• _Instructions for the task_:
Reproduce the listing that follows, line for line.

-*-*-

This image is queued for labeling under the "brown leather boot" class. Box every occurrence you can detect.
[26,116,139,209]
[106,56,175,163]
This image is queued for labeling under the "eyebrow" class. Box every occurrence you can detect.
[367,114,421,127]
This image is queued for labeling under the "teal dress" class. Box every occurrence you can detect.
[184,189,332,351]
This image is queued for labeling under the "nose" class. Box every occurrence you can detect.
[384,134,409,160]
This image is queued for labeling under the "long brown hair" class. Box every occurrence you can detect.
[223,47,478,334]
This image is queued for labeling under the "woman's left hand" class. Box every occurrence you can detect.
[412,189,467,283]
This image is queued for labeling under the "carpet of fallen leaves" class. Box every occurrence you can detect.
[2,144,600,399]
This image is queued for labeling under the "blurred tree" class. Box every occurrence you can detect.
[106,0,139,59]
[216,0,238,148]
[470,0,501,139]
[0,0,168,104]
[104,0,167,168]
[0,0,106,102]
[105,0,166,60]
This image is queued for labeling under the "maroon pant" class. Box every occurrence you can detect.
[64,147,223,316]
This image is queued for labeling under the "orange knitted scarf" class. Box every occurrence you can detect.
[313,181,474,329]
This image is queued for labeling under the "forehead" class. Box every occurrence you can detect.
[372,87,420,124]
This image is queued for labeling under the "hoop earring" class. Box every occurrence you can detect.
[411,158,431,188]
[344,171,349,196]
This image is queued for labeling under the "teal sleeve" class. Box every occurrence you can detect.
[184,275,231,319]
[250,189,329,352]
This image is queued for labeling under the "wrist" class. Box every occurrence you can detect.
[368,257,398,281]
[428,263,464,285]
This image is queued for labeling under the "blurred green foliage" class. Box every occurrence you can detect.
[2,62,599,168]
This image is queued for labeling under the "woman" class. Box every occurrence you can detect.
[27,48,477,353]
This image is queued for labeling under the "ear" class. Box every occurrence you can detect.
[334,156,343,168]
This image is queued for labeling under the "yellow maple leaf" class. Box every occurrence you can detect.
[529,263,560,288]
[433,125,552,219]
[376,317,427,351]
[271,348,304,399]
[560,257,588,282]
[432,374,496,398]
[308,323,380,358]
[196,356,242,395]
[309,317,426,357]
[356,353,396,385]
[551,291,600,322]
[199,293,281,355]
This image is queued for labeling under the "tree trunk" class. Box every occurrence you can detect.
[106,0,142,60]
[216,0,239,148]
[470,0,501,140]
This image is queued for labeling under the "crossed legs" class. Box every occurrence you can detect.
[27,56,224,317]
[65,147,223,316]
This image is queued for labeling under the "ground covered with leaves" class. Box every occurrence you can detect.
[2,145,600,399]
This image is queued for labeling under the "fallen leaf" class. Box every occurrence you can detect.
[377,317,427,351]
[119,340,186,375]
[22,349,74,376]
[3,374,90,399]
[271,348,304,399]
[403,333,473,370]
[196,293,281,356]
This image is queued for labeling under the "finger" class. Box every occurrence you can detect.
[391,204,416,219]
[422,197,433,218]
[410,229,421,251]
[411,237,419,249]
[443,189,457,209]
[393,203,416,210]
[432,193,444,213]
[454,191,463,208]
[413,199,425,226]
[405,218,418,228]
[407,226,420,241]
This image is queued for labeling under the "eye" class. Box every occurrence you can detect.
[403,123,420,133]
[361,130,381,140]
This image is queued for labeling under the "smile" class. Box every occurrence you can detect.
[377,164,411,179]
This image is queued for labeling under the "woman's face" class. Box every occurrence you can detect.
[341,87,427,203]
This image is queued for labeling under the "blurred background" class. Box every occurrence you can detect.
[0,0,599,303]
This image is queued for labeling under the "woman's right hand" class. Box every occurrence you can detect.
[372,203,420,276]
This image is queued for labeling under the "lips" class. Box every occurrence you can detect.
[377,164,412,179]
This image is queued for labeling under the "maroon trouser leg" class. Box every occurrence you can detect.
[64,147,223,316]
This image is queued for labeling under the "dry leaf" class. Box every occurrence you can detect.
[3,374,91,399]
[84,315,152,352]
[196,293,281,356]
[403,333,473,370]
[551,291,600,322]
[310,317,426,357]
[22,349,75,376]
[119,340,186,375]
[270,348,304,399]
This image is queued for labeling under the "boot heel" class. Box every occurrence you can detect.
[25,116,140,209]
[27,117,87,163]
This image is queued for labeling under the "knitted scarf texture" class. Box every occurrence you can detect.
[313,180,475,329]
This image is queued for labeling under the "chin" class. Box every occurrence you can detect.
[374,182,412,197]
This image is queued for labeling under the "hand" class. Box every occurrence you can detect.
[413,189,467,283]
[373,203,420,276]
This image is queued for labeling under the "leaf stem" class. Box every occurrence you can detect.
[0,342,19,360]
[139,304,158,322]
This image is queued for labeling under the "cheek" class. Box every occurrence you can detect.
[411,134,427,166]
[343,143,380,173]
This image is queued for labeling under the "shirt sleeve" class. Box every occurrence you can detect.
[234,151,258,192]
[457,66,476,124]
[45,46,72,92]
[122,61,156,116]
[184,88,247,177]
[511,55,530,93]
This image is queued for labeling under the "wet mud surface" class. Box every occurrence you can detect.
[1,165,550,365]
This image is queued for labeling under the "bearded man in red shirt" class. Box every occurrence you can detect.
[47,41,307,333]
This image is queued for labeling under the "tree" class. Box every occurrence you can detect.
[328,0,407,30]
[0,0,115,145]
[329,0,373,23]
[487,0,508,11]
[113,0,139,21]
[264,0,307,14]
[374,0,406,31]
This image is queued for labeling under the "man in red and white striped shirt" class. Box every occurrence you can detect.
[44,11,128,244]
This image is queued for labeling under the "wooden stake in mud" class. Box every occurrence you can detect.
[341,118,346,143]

-*-*-

• _Solution_:
This image is queued for labeling under the "brown leather boot" class. Box every occurrence you can detect.
[26,116,139,209]
[106,56,175,163]
This image is queued for labeling under the "eyebrow" class. Box every occurrence you can detect.
[367,114,421,127]
This image is queued for labeling under the "teal dress" class. Box every occurrence you can detect.
[184,189,332,351]
This image is queued for labeling under the "nose" class. Box every occurrence you can detect.
[384,134,409,160]
This image is queued for labeling under the "long brown hair" class. Box every occurrence you can detect.
[223,47,478,334]
This image is queued for labeling under the "woman's left hand" class. Box every occurrence you can detect.
[412,189,467,283]
This image is queued for labeling under the "carpet of fallen leaves" class. Box every occurrence you can detect.
[2,144,600,399]
This image is queued for labeling under the "blurred tree" class. Box every occurrence you can detect.
[106,0,139,59]
[216,0,238,148]
[470,0,501,139]
[0,0,168,104]
[104,0,167,168]
[0,0,106,102]
[105,0,166,60]
This image is queued for labeling under the "maroon pant" class. Box every occurrence you can detect.
[64,147,223,316]
This image is queued for labeling under the "orange knitted scarf" class. Box every occurrence you can detect.
[313,181,474,329]
This image is queued for labeling under the "forehead" class. Box every occurrence you can detect.
[372,87,420,124]
This image is queued for labeling under the "hoop earring" class. Box every occurrence you can detect.
[411,158,431,188]
[344,171,349,196]
This image is queued for labeling under the "teal sleeve" class. Box every occurrence you can detect.
[184,275,231,319]
[250,189,329,352]
This image is queued for labeling under the "wrist" class. Box every occurrence you can detect.
[368,257,398,281]
[428,263,464,285]
This image is queued for labeling under the "blurred green foliage" class. Box every occurrence you can detect.
[2,62,599,168]
This image is queued for labeling under the "woman" class. Box every occurrence you can detect.
[27,48,477,353]
This image is queued for labeling under the "ear" class. Box every occurrence you can detect.
[334,156,343,168]
This image is queued for labeling under the "yellow maple leaf" class. Box every occurrence you can detect.
[529,263,560,288]
[433,125,552,219]
[376,317,427,351]
[271,348,304,399]
[560,257,588,282]
[432,374,496,398]
[308,323,380,358]
[196,356,242,395]
[309,317,426,357]
[356,353,396,385]
[551,291,600,322]
[199,293,281,355]
This image is queued for labeling under the "tree trunk" class. Box every occurrence you can detect.
[106,0,142,60]
[216,0,239,148]
[470,0,501,140]
This image is queued for labeling under the "crossed legs" class. Box every occurrence you can detect.
[27,56,224,317]
[65,147,223,316]
This image is queued for labeling under the "ground covered with leaves" class. Box every occurrence you can detect.
[2,145,600,399]
This image is queued for labeling under the "fallen leaf" class. Box every occurrence you can detect.
[377,317,427,351]
[119,340,186,375]
[22,349,74,376]
[3,374,90,399]
[271,348,304,399]
[403,333,473,370]
[196,293,281,356]
This image is queued for labeling under the "finger" class. Box every occurrence you can detect.
[391,204,416,219]
[422,197,433,218]
[410,229,421,251]
[411,237,419,249]
[443,189,457,209]
[393,203,416,210]
[432,193,444,213]
[454,191,463,208]
[413,199,425,226]
[405,218,418,228]
[407,226,420,241]
This image is queued for labeling under the "eye" class. Box every occurrence you can detect.
[403,123,420,133]
[361,130,381,140]
This image is queued for labeling under the "smile" class. Box every occurrence you can detect.
[377,164,411,179]
This image is queued for labeling under the "woman's face" class. Box every occurrence you can detect.
[341,87,427,203]
This image is queued for labeling under the "blurred background" class. Box every occurrence you can detect.
[0,0,599,303]
This image is queued for labeling under the "woman's right hand" class. Box every occurrence you can detect.
[372,203,420,276]
This image is queued for labeling under the "lips" class. Box every occurrence you can detect.
[377,164,412,179]
This image is queued for labeling under the "maroon trouser leg" class. Box every occurrence you can detect.
[64,147,223,316]
This image is queued for labeling under the "dry leaf" class. Box every occurrence you can detect.
[3,374,91,399]
[84,315,152,352]
[196,293,281,356]
[403,333,473,370]
[551,291,600,322]
[310,317,426,357]
[22,349,75,376]
[119,340,186,375]
[270,348,304,399]
This image is queued for labeling under the "boot heel" class. Box every occurrence you can detect.
[25,116,140,209]
[27,117,87,163]
This image is queued for labeling under the "knitted scarf texture" class. Box every occurrence you can detect.
[313,180,475,329]
This image is queued for labeling under the "chin" class. Box every occurrence you can detect.
[374,182,412,197]
This image is queued for labeling under the "hand" class. Box every occurrence you can detect.
[413,189,467,283]
[373,203,420,276]
This image is queued for labeling under the "leaf stem" class. Box every occurrence you can detect.
[0,342,19,360]
[139,304,158,322]
This image is queued for labeling under the "cheek" class. Box every occurrence you can detect.
[411,134,427,166]
[343,143,380,173]
This image is queued for labeling under the "shirt sleeve" class. Box every occurrence you can detect.
[234,151,258,192]
[457,66,476,124]
[45,46,72,92]
[122,61,156,116]
[184,88,247,177]
[511,55,530,93]
This image is queued for labeling under the "wet mud surface" class. Box every occurrence you can detect.
[1,165,550,365]
This image is queued for labeling under the "bearded man in red shirt" class. Box every occurrence you can detect.
[47,41,307,333]
This image is queued for labeling under the "tree" class. Box every occurrence you can detect.
[328,0,407,30]
[0,0,115,145]
[329,0,373,23]
[487,0,508,11]
[113,0,139,21]
[264,0,307,14]
[374,0,406,31]
This image is queued for labeling under the "man in red and white striped shirt" class. Box every occurrence you can detect.
[44,11,128,244]
This image is queued for labeling under the "wooden stake in mud" class. Box every occurrence you can detect.
[341,118,346,143]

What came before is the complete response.